*WORK TO BE COMPLETED*.
Answer these three questions from the forum post on Hammond synthesis below:
1. How many analog oscillators does the writer propose building, and for which octave?
2. Whose crosstalk is described as quite important?
3. Which divider/harping matrix chips used in the Korg CX-3 does the writer ask about?

*PASSAGE*.
++++++++++
Some more ideas on Hammond-Synthesis

[Daniel Oberfeld]

Hi all,
I found that thread quite inspiring, thanx to all contributors!
As I understood it, all tonewheels for one semitone sit one a single axle,
so between equally named semitones of all octaves there should be a quite 
well defined relationship in terms of phase.
On the other hand, this one axle (let's say for semitone F#) is connected to 
the other 11 axles by gear reduction which should lead to an unstable 
relationship in phase-terms due to mechanical tolerances and losses.
So: (quite) constant phase-difference between equally named semitones (e.g. f1#-
f#- F#), floating 
free (or *very* 'soft-synced'???) oscillation of the other semitones in 
relation to our F# (e.g. F#- a).
My solution for simulation of this would be to build twelve analog 
oscillators 
for all 12 semitones C to B of the top octave (no phase lock) and then to divide 
each semitone by quite jitter free dividers to get the other octaves.
If you do it this way you can tune the top octave like a piano to get an 
equally-tempered scale.
By the way : the relationship for a semitone f1 k semitones above a frequency f0 
is:
f1=f0 * ((2) ^ (k/12)). (equally tempered scale, A.Werckmeister)

Juergens second-order PLL idea also seems promising!! Juergen did you already 
find out the bibliographic data of this Funkschau article?? Please let me know.

The crosstalk Bob Schrum put in seems to be quite important, at least the guy 
who tested the Voce V3 for the german keyboards was quite exstatic about it!!

All this leads to the importance of 'irregularities' in the sound of 
instruments. It semms, though, that it should be the musically 'right' 
irregularities. Maybe a discussion from High-Fidelity can be of interest here.
I remember that in the german Stereoplay it was discussed why old FM-tuners 
using variable condensators sounded better than modern (quartz-controlled) 
synthesizer tuners. One idea about that was that synthesizer tuners have a very 
good long-time frequncy-stability but are not as stable as the old condensator 
controlled oscillators when it come to short time stability. Let's say: the 
synth-tuners are instable in the microsecond-domain and stable in the 
millisecond or second -domain, while the condensator tuners are inastable in 
the second- or minute - domain but stable if you look at the microsecond 'time 
window'.
Maybe the human ear doesn't 'like' very short disturbances but finds slower 
irregularities quite interesting!
Another Hifi disussion would confirm that: in the last years the importance of 
the transportation-mechanism for the sound of CD-players was discovered. Like 
in the good old turntable the mechanics seem to influence sound. 
This leads to the topic 'jitter' in the digital signal. Again, its stable if 
you look at it in a minute - time-window but unstable in a micro- or nanosecond 
-time-window.
So, "spring/mass-systems like tonewheels" (as Juergen put it) do certainly 
belong to the 'long time instable, short time stable' group - maybe one should 
avoid all clock controlled principles (belonging to the other group IMHO) when 
trying to simulate a Hammond!!

Was this helpful to anyone??

P.S: Are the divider/harping matrix chips used in the Korg CX-3 (SM 305A and 
SM305B) still available? Any ideas where to get datasheets from? For which 
manufacturer does 'SM' stand for?

OK, I'm out,
Daniel
++++++++++
*SUPPLIED DATA*.
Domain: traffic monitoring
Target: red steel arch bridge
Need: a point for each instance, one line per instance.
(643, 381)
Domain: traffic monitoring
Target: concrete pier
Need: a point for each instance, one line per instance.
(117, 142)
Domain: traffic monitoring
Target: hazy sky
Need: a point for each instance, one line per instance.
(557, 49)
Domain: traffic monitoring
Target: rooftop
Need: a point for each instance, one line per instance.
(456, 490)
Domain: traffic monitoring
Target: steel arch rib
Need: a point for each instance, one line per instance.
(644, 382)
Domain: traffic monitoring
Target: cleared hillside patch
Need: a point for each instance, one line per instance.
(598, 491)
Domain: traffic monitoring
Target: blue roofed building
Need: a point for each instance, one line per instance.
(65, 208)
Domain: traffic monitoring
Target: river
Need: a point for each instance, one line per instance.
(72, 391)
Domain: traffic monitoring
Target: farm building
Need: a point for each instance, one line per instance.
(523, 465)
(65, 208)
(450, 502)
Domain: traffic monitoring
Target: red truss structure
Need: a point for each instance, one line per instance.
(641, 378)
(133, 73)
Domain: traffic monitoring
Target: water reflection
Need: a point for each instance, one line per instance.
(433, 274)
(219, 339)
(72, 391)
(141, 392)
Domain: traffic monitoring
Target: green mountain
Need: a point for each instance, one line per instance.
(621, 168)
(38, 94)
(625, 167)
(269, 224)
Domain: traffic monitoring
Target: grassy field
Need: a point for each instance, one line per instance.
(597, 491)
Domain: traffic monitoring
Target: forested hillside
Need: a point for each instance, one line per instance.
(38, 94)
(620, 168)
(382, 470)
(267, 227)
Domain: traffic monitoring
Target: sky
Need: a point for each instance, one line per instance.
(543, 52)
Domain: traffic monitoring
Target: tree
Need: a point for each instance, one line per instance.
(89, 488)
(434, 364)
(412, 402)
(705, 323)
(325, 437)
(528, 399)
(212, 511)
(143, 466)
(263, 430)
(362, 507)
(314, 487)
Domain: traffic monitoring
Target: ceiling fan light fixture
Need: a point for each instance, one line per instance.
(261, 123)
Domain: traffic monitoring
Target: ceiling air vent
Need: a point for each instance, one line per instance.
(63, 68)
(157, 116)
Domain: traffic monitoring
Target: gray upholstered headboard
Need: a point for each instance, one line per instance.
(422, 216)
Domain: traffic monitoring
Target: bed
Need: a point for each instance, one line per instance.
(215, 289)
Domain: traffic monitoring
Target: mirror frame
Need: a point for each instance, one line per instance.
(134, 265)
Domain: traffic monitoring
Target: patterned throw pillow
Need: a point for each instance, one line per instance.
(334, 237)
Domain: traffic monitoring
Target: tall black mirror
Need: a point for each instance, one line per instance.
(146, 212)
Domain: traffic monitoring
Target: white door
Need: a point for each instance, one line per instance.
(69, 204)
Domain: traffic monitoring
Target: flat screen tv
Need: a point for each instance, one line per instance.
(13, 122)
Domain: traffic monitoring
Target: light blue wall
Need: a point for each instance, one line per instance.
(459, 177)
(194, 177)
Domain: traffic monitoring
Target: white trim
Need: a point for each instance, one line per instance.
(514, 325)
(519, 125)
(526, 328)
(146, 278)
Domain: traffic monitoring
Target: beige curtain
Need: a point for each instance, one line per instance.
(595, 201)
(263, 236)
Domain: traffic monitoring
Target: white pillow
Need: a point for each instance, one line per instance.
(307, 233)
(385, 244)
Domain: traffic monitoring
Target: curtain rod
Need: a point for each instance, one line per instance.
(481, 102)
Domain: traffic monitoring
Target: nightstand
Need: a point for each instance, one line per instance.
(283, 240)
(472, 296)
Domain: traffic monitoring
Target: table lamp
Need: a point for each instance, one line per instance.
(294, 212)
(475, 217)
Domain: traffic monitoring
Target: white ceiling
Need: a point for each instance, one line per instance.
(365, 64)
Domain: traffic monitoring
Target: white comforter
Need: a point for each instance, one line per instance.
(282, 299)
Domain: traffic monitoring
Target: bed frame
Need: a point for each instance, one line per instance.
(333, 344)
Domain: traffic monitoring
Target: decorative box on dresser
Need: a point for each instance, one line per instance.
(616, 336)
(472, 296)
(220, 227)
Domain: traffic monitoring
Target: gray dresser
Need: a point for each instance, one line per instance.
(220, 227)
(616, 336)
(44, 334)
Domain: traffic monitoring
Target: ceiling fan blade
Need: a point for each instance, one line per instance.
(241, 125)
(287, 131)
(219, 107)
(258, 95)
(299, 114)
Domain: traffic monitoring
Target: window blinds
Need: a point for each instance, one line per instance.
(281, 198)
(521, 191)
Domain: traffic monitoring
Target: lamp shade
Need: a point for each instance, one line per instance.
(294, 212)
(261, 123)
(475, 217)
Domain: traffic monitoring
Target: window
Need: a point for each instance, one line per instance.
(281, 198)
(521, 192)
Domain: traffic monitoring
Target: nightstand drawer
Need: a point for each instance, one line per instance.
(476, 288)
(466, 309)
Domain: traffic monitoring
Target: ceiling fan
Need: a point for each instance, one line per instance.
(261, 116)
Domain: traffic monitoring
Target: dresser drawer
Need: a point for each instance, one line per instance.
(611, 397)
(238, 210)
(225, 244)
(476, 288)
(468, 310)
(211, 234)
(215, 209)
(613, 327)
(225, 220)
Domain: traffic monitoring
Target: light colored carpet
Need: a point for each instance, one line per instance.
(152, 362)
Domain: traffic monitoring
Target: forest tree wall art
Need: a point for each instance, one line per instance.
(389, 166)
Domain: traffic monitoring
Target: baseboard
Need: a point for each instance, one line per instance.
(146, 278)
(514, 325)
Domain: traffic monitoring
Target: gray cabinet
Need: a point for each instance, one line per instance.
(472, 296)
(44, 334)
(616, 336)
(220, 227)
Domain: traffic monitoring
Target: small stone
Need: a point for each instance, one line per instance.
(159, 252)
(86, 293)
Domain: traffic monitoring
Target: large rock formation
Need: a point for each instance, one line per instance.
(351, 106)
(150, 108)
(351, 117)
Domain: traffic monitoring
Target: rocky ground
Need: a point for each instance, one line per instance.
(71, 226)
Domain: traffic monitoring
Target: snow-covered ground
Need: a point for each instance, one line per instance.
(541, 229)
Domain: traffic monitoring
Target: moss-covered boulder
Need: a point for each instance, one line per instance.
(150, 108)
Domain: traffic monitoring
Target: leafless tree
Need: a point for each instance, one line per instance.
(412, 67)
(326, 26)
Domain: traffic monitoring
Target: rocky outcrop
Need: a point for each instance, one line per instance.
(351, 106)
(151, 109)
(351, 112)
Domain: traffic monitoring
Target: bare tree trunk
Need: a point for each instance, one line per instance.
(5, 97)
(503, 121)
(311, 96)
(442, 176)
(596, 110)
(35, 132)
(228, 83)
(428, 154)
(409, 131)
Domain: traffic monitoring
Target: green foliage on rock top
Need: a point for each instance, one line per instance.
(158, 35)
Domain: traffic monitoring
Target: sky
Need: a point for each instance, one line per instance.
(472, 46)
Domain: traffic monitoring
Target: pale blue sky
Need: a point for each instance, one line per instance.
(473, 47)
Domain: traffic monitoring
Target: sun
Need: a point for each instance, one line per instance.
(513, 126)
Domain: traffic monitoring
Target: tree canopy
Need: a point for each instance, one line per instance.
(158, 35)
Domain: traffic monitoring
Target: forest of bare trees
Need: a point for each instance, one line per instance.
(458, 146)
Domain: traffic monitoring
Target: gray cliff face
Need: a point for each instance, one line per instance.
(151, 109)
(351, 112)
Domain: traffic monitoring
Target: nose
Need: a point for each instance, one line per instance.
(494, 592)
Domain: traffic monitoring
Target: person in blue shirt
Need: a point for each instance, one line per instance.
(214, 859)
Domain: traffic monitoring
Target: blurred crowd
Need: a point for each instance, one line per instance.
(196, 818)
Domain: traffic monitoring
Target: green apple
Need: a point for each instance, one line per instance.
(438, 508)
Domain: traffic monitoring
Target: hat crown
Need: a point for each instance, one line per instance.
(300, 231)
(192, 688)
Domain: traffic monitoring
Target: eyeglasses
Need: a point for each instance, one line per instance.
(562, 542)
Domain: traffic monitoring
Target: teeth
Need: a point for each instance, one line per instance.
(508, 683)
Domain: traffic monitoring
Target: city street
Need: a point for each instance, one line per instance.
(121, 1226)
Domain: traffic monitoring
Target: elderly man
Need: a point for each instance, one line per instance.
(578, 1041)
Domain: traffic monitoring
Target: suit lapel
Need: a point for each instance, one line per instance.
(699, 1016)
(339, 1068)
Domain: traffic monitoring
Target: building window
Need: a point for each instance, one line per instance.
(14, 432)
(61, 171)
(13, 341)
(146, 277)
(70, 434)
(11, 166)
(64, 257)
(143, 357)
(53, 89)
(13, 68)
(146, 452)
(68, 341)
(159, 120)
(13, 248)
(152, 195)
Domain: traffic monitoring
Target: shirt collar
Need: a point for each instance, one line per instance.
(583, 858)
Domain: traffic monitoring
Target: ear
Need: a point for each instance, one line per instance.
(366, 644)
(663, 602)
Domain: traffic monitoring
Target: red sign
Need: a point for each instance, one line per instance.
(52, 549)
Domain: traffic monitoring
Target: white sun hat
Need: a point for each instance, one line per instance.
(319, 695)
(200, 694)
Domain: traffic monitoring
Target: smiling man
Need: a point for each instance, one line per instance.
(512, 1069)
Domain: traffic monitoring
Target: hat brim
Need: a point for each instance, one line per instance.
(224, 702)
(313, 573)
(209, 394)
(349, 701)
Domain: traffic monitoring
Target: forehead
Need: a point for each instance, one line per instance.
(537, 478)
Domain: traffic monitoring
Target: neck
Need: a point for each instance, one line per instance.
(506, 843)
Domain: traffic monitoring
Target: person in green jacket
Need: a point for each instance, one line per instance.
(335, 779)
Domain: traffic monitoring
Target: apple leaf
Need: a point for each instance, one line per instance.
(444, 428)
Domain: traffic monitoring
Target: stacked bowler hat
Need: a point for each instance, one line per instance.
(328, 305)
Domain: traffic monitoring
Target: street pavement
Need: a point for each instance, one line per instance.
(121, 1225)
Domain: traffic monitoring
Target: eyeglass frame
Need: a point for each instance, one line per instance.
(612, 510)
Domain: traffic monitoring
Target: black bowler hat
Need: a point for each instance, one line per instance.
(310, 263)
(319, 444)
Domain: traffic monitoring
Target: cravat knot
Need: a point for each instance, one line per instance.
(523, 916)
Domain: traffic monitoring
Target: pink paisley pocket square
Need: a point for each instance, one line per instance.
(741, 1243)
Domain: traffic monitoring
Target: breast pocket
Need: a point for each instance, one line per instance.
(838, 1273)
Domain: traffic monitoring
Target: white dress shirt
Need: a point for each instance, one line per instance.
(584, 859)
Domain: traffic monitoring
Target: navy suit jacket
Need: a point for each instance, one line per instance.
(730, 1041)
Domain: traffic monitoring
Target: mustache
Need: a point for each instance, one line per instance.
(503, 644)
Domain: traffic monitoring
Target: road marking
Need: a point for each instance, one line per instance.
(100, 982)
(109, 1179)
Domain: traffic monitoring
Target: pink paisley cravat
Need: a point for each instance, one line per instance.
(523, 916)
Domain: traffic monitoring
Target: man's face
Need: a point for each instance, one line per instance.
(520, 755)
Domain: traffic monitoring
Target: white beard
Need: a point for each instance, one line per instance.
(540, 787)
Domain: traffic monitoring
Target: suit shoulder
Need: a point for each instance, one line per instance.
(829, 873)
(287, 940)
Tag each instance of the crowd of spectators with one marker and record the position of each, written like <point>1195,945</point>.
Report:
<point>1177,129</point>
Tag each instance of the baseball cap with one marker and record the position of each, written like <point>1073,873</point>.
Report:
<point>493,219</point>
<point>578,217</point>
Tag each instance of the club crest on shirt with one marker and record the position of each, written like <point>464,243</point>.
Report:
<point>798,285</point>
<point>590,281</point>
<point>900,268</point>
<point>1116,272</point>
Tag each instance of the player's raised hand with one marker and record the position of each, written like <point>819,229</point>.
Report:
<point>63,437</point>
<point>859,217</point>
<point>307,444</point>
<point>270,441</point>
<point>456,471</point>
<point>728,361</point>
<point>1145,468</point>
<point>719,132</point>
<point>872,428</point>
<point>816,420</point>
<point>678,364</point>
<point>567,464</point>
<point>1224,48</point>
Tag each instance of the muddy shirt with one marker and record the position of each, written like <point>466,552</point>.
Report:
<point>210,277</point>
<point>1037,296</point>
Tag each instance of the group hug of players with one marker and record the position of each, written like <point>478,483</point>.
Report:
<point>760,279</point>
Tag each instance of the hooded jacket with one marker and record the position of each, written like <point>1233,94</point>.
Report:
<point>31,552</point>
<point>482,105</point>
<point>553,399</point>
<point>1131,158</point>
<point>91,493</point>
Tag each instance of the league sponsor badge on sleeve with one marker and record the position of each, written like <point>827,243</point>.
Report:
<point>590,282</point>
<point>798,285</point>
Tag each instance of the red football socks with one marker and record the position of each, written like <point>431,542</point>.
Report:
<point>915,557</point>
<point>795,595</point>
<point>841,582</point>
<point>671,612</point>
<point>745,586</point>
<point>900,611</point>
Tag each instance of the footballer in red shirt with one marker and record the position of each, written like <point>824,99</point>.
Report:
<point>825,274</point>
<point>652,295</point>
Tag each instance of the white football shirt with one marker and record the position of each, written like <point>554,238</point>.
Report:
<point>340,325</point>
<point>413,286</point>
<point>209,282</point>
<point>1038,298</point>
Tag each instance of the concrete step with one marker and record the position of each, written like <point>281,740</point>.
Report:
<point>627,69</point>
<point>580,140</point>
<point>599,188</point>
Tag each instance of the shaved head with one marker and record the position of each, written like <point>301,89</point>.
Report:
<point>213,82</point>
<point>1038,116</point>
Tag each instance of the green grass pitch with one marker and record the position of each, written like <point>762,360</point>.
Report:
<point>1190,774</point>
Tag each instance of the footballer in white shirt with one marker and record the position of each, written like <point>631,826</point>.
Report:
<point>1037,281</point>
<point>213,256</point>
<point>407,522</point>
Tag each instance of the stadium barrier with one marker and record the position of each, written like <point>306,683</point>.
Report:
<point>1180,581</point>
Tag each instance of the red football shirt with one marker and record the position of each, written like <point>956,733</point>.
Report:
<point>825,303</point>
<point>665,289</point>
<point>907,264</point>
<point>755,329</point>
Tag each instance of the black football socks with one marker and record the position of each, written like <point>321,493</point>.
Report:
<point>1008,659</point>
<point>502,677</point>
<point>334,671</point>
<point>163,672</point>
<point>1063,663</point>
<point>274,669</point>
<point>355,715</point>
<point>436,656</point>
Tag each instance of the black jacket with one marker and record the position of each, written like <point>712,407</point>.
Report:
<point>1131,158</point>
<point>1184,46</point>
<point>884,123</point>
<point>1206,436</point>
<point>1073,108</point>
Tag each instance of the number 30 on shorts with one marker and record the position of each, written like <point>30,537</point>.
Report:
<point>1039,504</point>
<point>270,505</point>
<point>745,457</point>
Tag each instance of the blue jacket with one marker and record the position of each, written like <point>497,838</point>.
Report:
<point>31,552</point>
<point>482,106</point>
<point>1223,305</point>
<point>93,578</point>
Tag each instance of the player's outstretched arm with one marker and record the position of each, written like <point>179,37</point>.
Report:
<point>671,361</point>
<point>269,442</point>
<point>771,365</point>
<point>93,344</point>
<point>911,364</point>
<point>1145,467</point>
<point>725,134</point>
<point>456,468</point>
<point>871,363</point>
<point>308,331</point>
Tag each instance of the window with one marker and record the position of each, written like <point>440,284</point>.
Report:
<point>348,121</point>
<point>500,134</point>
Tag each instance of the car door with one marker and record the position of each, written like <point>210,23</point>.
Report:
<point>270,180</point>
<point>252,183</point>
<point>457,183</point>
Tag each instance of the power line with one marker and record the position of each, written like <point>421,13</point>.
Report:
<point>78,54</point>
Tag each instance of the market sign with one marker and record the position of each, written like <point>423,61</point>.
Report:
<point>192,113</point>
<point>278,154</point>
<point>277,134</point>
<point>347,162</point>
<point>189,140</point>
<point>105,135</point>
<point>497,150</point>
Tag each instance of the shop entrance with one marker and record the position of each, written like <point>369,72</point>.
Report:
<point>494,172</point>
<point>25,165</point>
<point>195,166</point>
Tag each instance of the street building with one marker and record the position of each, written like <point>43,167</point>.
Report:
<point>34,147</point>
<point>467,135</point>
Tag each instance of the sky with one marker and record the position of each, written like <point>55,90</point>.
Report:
++++++++++
*REPLY*.
1. Twelve, one for each semitone C to B of the top octave.
2. Bob Schrum's.
3. The SM 305A and SM305B.